EXCERPTED PASSAGE
• • • •

After many delays, it was announced in December 2018 that Nicolas Cage had signed to play the lead role and that filming would begin in early 2019 with co-producers SpectreVision and ACE Pictures. In January 2019, the production announced additional cast members including stars Joely Richardson, Tommy Chong, Elliot Knight, Julian Hilliard and Q'Orianka Kilcher. Filming took place in the Sintra-Cascais Natural Park, Portugal in February 2019.

==Soundtrack==
The soundtrack was composed by Colin Stetson. Waxwork Records released the sound track on a single LP in 2020 in collaboration with Milan Records.

==Release==
Color Out of Space premiered on September 7, 2019, in the Midnight Madness portion of the 2019 Toronto International Film Festival. On September 6, 2019, it was announced that RLJE Films acquired U.S. rights in a low-mid seven figure deal. "Color Out of Space" was financed by Ace Pictures and XYZ Films handled international sales on the film.

Following select preview screenings on January 22, the film was released in 81 theaters in the United States on January 24, 2020. With previews and the first weekend box office, the film grossed $358,154 over the four days.

• • • •

(Records in a dataset)
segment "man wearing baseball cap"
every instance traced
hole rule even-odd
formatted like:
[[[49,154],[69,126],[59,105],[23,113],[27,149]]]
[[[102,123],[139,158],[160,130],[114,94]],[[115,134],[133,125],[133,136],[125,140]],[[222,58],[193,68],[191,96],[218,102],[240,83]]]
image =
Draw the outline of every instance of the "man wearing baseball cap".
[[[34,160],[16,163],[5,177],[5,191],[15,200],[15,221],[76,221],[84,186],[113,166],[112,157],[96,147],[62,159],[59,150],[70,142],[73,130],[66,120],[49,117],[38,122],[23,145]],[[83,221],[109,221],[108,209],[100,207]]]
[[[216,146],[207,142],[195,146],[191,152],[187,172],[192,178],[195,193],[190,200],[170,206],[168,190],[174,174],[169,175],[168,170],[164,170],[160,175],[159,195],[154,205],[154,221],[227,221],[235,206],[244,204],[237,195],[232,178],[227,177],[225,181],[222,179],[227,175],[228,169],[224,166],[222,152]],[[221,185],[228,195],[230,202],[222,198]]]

• • • •

YOUR OBJECTIVE
Using the excerpted passage on the film, explain what the $358,154 figure includes.

SOLUTION BELOW
The $358,154 covers four days of earnings. It adds the takings from the select preview screenings to the first weekend box office after the film opened in 81 theaters in the United States on January 24, 2020.